---------- Dataset content
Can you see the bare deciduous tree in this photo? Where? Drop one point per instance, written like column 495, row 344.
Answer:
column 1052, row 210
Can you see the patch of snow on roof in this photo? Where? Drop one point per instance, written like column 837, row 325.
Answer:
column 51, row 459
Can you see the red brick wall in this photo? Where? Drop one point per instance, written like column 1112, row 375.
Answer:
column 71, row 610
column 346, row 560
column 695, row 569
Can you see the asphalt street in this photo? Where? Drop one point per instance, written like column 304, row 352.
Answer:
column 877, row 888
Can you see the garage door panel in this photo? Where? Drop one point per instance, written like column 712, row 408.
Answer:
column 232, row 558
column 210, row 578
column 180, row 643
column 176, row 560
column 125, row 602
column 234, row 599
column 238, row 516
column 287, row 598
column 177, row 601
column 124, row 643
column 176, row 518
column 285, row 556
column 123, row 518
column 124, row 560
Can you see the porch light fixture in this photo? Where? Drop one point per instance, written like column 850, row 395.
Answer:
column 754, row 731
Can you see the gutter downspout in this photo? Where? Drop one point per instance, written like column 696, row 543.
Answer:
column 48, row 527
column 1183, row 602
--------------------
> Exercise requirements: Reproduce all of the lines above word for word, without changing anything.

> Written answer:
Can you see the bare deciduous tree in this photo? Where? Drop one point per instance, written like column 495, row 344.
Answer:
column 1052, row 210
Can you see the patch of snow on roof in this photo? Where? Drop one point per instance, written like column 837, row 325.
Answer:
column 51, row 459
Can you see the red brick wall in this photo? Where? Drop one point per instance, written like column 1112, row 375.
Answer:
column 71, row 610
column 346, row 560
column 695, row 569
Can you see the asphalt street in this photo? Where? Drop one point per instance, written like column 304, row 352.
Answer:
column 877, row 888
Can you see the garage door panel in this photo? Where? Drop one point per instance, written like column 712, row 408.
Answer:
column 232, row 558
column 210, row 578
column 180, row 643
column 176, row 560
column 125, row 602
column 234, row 599
column 238, row 516
column 287, row 598
column 177, row 601
column 124, row 643
column 176, row 518
column 285, row 556
column 123, row 518
column 124, row 560
Can you see the porch light fixture in this photo? Where? Drop one point per instance, written like column 850, row 395.
Answer:
column 754, row 731
Can you see the gutter downspout in this photo? Where? Drop one point per instance, written like column 696, row 543.
Answer:
column 48, row 527
column 1183, row 602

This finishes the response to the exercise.